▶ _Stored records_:
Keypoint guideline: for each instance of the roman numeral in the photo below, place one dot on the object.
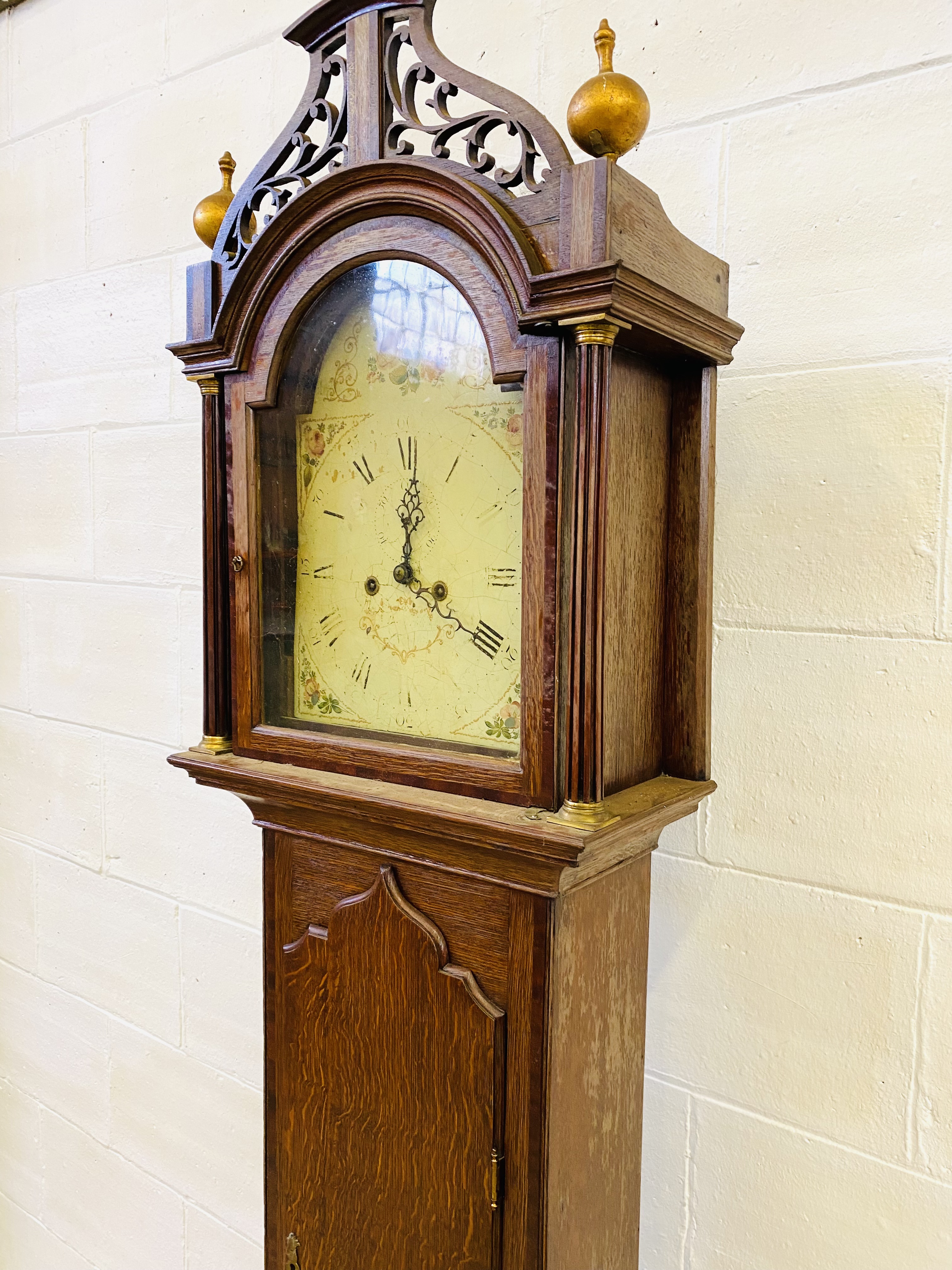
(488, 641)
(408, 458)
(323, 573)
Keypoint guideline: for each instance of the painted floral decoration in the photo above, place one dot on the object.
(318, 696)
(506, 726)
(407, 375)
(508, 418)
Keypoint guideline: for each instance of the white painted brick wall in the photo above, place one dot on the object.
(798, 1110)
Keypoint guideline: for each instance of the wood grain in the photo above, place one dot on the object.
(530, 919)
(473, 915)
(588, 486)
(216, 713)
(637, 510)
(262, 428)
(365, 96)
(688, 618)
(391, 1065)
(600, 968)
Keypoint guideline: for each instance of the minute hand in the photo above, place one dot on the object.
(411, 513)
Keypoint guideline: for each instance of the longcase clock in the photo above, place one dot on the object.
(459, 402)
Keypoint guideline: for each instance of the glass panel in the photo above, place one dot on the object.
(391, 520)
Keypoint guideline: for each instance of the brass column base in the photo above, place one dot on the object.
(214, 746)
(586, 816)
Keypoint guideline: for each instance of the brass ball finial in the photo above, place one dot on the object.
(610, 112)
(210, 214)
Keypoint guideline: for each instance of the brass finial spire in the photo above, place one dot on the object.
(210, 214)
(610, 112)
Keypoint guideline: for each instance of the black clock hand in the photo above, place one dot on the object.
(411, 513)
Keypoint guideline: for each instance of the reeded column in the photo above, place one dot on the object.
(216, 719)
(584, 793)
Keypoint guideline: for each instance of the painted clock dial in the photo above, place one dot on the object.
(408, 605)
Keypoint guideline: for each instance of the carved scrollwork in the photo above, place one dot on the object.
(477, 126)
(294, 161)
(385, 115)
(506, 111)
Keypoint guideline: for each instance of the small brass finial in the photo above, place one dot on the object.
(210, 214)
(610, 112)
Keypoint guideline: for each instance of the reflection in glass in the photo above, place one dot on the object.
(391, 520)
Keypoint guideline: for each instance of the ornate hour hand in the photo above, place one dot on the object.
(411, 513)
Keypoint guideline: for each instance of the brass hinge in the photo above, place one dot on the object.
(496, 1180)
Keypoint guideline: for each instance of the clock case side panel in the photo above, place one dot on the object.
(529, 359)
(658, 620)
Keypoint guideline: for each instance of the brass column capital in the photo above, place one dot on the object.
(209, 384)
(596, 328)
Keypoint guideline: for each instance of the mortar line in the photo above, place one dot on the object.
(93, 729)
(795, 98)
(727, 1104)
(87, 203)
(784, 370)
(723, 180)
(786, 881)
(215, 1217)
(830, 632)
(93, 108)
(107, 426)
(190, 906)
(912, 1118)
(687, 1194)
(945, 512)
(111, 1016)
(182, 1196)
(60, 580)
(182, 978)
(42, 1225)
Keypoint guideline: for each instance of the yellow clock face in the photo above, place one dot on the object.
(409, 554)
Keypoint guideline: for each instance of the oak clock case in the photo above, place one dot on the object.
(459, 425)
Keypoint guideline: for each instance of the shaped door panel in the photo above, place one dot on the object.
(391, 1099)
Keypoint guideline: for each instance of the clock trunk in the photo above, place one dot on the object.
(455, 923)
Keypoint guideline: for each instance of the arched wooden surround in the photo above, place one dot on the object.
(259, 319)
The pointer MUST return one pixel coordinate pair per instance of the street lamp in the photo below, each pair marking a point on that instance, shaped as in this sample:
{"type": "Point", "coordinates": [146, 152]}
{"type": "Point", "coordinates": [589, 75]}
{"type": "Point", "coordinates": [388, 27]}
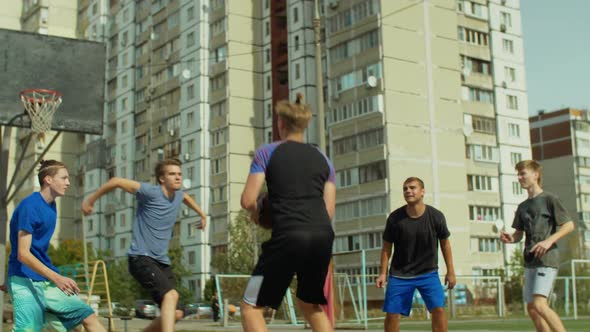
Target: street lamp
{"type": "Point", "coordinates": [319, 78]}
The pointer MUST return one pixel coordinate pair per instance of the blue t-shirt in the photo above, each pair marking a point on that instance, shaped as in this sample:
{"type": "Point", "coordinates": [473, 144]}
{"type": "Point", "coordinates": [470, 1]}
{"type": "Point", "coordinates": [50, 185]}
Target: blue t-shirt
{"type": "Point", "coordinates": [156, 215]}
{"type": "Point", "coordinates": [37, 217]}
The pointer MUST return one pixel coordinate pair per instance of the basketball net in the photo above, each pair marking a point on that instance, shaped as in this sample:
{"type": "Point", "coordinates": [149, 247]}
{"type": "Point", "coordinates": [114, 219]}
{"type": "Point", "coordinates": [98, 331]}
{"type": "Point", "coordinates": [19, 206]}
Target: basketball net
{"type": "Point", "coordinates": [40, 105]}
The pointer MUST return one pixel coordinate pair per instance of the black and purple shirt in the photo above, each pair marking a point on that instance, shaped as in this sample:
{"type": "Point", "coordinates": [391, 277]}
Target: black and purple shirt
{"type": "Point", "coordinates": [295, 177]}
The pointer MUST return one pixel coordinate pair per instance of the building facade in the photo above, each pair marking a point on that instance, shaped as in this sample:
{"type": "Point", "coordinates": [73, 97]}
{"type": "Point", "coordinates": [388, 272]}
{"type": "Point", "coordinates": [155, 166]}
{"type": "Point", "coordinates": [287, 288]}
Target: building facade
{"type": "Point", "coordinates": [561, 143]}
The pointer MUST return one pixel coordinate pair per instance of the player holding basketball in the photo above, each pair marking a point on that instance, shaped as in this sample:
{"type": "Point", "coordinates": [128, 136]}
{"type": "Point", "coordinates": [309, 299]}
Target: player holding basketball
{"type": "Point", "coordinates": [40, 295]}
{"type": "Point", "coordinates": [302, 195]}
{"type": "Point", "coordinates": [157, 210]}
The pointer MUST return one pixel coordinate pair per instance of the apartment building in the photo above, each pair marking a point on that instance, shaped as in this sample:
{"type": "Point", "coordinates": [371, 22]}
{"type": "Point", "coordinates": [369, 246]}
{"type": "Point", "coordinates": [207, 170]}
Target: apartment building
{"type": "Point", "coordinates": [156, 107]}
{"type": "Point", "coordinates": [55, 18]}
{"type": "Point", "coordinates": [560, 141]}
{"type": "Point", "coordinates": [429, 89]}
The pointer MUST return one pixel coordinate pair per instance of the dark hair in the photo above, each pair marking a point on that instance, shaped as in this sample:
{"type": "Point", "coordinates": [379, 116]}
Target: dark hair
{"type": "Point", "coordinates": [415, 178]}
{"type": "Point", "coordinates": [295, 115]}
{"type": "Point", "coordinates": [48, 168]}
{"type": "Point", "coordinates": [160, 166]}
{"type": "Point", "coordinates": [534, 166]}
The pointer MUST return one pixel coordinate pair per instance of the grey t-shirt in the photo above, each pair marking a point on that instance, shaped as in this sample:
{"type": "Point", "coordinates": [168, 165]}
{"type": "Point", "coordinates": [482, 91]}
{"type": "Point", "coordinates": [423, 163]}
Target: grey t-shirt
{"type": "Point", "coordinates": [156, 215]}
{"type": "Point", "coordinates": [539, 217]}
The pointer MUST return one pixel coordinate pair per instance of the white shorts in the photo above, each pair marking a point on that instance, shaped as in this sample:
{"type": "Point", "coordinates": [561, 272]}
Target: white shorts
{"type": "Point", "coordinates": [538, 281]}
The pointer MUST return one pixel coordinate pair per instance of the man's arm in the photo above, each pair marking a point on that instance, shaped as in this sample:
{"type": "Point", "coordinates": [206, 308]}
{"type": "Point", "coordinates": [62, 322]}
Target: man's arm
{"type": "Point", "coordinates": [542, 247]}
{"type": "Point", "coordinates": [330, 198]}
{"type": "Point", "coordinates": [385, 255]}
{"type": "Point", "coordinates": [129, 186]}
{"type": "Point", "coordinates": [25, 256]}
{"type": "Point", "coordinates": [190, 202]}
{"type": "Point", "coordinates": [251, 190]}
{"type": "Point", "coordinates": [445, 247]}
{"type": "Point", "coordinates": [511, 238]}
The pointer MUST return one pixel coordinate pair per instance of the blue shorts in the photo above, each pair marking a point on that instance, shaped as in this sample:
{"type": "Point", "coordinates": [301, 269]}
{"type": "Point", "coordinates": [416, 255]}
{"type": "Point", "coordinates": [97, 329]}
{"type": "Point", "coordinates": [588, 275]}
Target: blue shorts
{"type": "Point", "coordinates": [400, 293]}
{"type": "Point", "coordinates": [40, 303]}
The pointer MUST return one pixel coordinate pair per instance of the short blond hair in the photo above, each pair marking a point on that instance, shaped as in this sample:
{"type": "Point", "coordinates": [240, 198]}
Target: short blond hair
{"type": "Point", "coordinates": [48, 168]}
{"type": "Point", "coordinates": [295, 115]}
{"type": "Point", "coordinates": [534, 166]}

▶ _EXERCISE DESCRIPTION_:
Nothing but the lines from the one with "of the street" to the one with "of the building" above, both included, should be transcribed, exactly and without pictures.

▶ _THE COMPLETED TASK_:
The pointer MUST return one pixel coordinate pair per instance of the street lamp in the photo below, each pair marking a point on that instance, shaped as in this sample:
{"type": "Point", "coordinates": [146, 152]}
{"type": "Point", "coordinates": [589, 75]}
{"type": "Point", "coordinates": [388, 27]}
Target: street lamp
{"type": "Point", "coordinates": [319, 78]}
The pointer MUST return one pixel coordinate pair per instance of the blue t-shirt in the photo above, each pair marking a point on that instance, shaped as in this sample:
{"type": "Point", "coordinates": [473, 144]}
{"type": "Point", "coordinates": [470, 1]}
{"type": "Point", "coordinates": [50, 185]}
Target: blue t-shirt
{"type": "Point", "coordinates": [156, 215]}
{"type": "Point", "coordinates": [37, 217]}
The pointer MUST return one pixel coordinate pair per instance of the basketball net in the photo above, each pair marking a point on that instance, shaped as in this sample:
{"type": "Point", "coordinates": [149, 247]}
{"type": "Point", "coordinates": [114, 219]}
{"type": "Point", "coordinates": [98, 331]}
{"type": "Point", "coordinates": [19, 206]}
Target: basketball net
{"type": "Point", "coordinates": [40, 105]}
The pointer MUST return one pixel coordinate pair per instance of the black and purple shirt in the photo above, each pair marking a point on that instance, shaped as in this sample:
{"type": "Point", "coordinates": [391, 277]}
Target: black and purple shirt
{"type": "Point", "coordinates": [295, 177]}
The pointer MUST return one pixel coordinate pair per instance of the building facade in the photo above, each pair marking a point on that instance, shaped as in this sample:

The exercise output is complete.